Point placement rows

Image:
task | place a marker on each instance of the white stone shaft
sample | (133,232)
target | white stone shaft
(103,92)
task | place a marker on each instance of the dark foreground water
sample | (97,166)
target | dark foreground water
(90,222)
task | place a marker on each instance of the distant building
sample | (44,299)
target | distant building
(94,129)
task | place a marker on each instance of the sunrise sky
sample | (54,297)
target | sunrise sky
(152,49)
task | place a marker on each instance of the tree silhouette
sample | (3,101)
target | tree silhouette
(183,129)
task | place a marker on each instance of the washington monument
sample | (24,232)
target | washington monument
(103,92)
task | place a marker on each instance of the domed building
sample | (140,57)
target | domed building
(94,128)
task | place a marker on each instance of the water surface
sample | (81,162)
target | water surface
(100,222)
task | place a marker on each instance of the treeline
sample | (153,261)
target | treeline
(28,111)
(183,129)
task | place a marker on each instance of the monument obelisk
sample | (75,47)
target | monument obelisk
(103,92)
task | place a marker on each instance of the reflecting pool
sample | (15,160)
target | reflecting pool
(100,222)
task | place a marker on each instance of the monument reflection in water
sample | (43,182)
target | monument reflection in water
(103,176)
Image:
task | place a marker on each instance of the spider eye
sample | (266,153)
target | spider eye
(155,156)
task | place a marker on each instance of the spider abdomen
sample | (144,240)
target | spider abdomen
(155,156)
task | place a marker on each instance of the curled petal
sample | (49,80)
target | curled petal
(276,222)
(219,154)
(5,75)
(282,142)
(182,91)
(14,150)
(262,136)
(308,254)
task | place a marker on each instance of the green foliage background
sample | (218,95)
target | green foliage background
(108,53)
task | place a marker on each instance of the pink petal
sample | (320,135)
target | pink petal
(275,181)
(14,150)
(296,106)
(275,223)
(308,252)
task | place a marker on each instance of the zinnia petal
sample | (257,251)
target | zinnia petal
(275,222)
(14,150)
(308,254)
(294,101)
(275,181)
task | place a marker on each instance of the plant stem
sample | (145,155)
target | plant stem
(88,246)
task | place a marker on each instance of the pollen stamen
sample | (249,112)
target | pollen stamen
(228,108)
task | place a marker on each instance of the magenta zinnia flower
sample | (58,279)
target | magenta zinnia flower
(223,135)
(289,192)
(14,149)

# [SET PROBLEM]
Change "place a marker" to "put a dot" everywhere it occurs in the rows above, and reproduce the rows with nothing else altered.

# [RESPONSE BELOW]
Image:
task | put a dot on each instance of the white stone shaft
sample | (133,232)
target | white stone shaft
(103,92)
task | put a dot on each instance of the dark foreground water
sample | (97,166)
target | dark foreground water
(90,222)
task | put a dot on each instance of the distant building
sample | (44,299)
target | distant building
(94,129)
task | put a dot on each instance of the sunrise sky
sample | (54,297)
target | sunrise sky
(152,49)
task | put a dot on each instance of the tree silhouette
sample | (3,101)
target | tree silhouette
(183,129)
task | put a dot on each instance of the washington monument
sample | (24,232)
target | washington monument
(103,92)
task | put a dot on each instance of the domed building
sample | (140,57)
target | domed building
(94,128)
task | put a dot on each instance of the water surface
sample | (81,162)
target | water surface
(100,222)
task | put a dot on each instance of the treeline
sample | (153,261)
target | treeline
(28,111)
(183,129)
task | put a dot on each instance of the monument obelisk
sample | (75,47)
target | monument obelisk
(103,92)
task | put a dot on each instance of the reflecting pool
sample | (15,160)
target | reflecting pool
(100,222)
task | put a dot on each instance of the monument reflection in water
sample | (43,182)
target | monument reflection in water
(103,176)
Image:
task | put a dot on each instance of the spider eye
sample | (266,153)
target | spider eye
(155,156)
task | put a dot on each instance of the spider abdomen
sample | (144,240)
target | spider abdomen
(155,156)
task | put a dot on each instance of the curled petal
sample | (49,80)
target | curled petal
(276,222)
(219,154)
(5,75)
(282,142)
(182,91)
(14,150)
(262,136)
(308,254)
task | put a dot on each instance of the green foliage background
sample | (218,95)
target | green foliage background
(108,53)
task | put a dot on each instance of the pink petal
sample | (320,135)
target | pink petal
(275,181)
(14,150)
(296,106)
(275,223)
(308,252)
task | put a dot on each instance of the zinnia petal
sample | (257,251)
target | zinnia petal
(275,222)
(14,150)
(308,254)
(294,101)
(275,181)
task | put a dot on each instance of the plant stem
sample | (145,155)
target | plant stem
(88,246)
task | put a dot on each instance of the pollen stamen
sample | (249,112)
target | pollen stamen
(228,108)
task | put a dot on each instance of the magenta zinnia flower
sample | (58,279)
target | magenta zinnia flower
(223,135)
(289,192)
(14,149)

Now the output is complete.